── RECORDS TO PROCESS
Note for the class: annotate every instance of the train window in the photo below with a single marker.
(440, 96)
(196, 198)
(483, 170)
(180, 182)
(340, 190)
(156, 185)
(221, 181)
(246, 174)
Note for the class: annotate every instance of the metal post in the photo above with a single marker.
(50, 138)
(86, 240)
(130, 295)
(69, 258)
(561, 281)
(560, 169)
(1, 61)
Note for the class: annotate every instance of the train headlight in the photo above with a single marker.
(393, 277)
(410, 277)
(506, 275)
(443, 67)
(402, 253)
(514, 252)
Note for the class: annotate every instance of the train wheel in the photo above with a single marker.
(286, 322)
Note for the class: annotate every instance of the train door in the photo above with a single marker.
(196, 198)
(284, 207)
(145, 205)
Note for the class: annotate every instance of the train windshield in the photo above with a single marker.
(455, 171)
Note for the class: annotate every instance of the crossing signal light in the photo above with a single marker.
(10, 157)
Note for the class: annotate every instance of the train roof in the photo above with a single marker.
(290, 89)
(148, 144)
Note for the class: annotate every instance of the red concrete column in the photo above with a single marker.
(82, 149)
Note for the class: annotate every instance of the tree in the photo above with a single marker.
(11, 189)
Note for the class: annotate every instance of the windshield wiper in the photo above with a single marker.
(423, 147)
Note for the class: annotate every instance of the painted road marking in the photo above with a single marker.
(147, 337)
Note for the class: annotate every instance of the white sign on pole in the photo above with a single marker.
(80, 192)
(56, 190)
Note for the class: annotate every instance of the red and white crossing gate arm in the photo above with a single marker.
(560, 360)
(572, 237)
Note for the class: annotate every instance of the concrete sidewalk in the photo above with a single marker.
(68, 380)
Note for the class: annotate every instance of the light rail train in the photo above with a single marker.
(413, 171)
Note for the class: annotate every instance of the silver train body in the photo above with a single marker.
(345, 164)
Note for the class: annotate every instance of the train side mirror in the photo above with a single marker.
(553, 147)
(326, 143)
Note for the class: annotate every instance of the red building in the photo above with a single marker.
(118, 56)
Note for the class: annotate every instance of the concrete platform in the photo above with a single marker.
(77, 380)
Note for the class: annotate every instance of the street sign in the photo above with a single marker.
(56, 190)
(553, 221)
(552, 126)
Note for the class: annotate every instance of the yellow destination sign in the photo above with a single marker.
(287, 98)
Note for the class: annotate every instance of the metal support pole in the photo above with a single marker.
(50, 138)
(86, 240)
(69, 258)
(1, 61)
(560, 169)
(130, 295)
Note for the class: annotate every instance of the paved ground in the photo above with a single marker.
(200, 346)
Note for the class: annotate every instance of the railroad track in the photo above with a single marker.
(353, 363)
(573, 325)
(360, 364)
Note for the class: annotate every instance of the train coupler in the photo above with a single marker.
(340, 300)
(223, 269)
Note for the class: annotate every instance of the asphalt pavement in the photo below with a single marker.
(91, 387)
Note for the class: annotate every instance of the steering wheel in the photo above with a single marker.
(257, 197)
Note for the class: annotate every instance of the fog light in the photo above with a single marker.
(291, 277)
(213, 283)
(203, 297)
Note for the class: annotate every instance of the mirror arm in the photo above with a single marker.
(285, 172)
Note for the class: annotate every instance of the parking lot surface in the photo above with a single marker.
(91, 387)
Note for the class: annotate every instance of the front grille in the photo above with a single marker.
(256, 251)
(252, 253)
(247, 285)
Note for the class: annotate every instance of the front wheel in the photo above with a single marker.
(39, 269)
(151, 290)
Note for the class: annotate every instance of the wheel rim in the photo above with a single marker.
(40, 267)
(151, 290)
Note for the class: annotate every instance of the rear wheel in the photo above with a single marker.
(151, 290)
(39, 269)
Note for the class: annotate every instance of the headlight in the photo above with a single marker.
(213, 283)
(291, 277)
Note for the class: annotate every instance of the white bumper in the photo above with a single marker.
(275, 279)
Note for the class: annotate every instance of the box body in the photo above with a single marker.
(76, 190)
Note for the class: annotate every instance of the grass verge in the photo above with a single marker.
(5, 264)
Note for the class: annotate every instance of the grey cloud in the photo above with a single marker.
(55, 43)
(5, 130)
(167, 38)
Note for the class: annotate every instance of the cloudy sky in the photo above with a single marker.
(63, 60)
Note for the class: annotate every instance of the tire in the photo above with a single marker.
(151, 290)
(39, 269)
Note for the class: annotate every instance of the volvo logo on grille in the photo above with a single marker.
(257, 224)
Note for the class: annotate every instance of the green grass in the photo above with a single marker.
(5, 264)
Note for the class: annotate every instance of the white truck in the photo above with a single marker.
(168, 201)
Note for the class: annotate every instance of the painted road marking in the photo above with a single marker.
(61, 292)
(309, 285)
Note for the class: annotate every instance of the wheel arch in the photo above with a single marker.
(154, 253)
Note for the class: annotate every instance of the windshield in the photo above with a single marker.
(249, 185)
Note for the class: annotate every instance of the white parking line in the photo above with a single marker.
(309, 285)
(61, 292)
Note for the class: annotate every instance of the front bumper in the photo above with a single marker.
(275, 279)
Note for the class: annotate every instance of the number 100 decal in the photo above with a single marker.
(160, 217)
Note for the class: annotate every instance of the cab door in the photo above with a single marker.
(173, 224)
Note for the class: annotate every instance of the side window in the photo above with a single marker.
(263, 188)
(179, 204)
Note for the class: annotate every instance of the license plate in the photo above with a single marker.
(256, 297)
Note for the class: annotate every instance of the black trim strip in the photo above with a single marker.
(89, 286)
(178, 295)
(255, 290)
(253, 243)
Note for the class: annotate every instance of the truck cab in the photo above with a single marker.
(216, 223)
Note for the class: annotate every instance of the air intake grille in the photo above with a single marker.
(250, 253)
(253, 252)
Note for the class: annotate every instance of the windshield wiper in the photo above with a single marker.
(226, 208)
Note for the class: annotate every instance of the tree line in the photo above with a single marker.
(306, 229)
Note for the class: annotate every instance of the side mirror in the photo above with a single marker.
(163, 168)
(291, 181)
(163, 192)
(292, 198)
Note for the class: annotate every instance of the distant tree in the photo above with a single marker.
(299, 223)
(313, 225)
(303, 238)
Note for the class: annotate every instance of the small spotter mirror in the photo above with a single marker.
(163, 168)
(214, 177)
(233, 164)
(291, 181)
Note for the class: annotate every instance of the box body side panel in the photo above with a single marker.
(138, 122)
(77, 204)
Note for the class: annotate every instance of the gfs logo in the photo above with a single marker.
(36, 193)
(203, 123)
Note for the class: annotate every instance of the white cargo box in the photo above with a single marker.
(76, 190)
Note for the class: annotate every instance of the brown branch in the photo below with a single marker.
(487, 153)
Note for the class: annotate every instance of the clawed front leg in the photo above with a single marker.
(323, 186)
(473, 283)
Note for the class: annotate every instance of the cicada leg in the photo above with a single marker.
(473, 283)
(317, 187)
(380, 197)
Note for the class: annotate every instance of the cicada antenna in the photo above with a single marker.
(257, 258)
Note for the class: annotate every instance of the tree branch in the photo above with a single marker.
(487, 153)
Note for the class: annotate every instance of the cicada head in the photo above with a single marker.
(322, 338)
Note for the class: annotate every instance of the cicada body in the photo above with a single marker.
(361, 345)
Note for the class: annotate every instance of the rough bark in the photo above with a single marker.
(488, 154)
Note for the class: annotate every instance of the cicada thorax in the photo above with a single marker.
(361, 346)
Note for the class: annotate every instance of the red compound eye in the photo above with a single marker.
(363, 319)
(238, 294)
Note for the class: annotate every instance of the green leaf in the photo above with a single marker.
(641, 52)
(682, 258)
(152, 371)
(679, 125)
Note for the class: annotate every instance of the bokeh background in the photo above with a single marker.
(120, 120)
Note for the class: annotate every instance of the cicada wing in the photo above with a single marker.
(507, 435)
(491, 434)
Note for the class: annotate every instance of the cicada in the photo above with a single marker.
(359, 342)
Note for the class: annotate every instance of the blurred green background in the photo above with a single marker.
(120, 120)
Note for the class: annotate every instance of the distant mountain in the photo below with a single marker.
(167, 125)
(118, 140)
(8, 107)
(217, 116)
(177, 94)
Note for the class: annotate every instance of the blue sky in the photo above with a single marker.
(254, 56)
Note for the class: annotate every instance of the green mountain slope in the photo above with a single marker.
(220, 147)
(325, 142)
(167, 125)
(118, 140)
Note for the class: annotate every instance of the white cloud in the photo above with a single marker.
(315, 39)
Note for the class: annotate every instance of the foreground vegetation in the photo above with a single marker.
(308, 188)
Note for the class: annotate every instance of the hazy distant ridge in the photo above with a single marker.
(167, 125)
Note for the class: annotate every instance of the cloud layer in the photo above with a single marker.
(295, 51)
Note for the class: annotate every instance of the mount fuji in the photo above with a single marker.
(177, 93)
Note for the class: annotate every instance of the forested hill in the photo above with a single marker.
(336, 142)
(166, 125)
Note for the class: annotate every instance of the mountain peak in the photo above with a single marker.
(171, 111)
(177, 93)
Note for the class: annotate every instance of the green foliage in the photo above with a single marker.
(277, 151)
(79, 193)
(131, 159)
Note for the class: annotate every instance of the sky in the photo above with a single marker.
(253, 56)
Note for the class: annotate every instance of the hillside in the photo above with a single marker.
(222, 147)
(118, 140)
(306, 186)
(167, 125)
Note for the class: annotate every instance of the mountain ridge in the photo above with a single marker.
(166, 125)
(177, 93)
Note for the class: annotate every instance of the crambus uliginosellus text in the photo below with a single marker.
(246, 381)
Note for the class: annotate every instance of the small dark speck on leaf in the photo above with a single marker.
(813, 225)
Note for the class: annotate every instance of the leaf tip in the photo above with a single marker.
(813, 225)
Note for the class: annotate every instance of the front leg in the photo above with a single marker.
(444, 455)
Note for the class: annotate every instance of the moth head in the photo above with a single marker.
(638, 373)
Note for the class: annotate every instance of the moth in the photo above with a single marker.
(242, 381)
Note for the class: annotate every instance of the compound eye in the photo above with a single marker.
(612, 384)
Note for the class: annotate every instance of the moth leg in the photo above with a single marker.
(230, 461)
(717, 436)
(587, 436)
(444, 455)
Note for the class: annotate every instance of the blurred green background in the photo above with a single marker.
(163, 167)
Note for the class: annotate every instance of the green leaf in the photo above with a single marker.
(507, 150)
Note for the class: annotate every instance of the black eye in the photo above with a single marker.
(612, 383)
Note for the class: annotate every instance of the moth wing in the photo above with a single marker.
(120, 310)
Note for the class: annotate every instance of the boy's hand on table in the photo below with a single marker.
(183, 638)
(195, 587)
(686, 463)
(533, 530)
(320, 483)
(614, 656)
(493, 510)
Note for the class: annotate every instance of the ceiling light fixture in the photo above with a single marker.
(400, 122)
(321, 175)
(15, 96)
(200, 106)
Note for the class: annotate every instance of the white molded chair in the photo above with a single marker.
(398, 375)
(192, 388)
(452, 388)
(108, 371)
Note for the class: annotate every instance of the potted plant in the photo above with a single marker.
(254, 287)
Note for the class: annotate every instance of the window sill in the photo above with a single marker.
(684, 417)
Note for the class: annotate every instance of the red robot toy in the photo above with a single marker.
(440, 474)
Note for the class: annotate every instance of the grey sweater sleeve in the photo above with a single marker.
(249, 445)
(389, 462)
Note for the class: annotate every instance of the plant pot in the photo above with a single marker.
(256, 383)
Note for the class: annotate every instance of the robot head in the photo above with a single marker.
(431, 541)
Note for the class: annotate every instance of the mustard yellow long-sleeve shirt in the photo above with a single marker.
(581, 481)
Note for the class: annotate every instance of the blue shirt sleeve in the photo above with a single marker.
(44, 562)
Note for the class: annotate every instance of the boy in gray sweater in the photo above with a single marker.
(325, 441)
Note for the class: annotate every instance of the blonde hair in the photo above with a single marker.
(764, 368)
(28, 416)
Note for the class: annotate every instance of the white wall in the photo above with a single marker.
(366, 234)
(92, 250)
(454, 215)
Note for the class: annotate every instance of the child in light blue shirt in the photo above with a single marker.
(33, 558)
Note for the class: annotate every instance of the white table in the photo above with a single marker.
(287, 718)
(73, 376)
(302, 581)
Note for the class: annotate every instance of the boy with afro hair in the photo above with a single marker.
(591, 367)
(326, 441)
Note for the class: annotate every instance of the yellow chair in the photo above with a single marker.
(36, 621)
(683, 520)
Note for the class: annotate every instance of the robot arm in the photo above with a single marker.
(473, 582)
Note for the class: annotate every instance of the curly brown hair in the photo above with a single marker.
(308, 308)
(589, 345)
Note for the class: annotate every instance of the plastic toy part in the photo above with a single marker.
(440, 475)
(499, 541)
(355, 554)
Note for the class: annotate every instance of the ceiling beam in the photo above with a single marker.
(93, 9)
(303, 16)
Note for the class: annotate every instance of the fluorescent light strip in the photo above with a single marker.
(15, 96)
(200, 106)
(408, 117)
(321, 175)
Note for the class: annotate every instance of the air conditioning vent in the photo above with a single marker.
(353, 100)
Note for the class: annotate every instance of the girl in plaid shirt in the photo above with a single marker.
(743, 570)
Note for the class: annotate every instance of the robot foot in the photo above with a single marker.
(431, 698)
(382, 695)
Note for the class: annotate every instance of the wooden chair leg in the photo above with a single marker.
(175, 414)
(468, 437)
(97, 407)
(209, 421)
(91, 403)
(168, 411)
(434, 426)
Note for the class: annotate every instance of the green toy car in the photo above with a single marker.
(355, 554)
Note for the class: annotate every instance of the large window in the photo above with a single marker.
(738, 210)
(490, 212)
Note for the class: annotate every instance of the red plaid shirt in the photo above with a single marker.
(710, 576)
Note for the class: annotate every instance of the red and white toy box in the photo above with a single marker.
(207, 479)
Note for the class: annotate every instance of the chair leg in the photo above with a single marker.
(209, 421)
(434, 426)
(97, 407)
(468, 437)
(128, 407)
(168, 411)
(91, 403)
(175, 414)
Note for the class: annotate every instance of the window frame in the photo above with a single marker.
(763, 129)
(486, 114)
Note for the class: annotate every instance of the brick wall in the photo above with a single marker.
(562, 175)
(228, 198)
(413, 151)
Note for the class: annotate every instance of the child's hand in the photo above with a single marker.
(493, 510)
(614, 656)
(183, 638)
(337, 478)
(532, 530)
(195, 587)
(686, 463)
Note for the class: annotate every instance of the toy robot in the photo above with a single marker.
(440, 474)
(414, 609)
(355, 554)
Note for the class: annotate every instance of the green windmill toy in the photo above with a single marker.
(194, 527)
────
TRY IT:
Using the entries above, give again each line from the one containing "and white toy" through the last line, exactly and only those.

RESULT:
Note for the class: annotate every instance of the red and white toy box in the photo above with a single marker.
(207, 479)
Note for the class: annotate every instance of the chair leg in the photo above with a single marker.
(209, 421)
(434, 426)
(97, 407)
(468, 437)
(128, 407)
(168, 411)
(91, 403)
(175, 414)
Note for the class: annotate every instance of the window frame in the photo above with a single marker.
(763, 129)
(486, 114)
Note for the class: annotate every instance of the brick wall in the photo above with a single marker.
(562, 175)
(228, 198)
(413, 151)
Note for the class: annotate every instance of the child's hand in the photo above with a single marker.
(493, 510)
(614, 656)
(183, 638)
(337, 478)
(532, 530)
(195, 587)
(686, 463)
Note for the class: annotate every instance of the toy robot in the photo above with a single marker.
(440, 474)
(414, 609)
(355, 554)
Note for the class: annotate every instance of the green windmill toy in the photo above with a single marker.
(194, 527)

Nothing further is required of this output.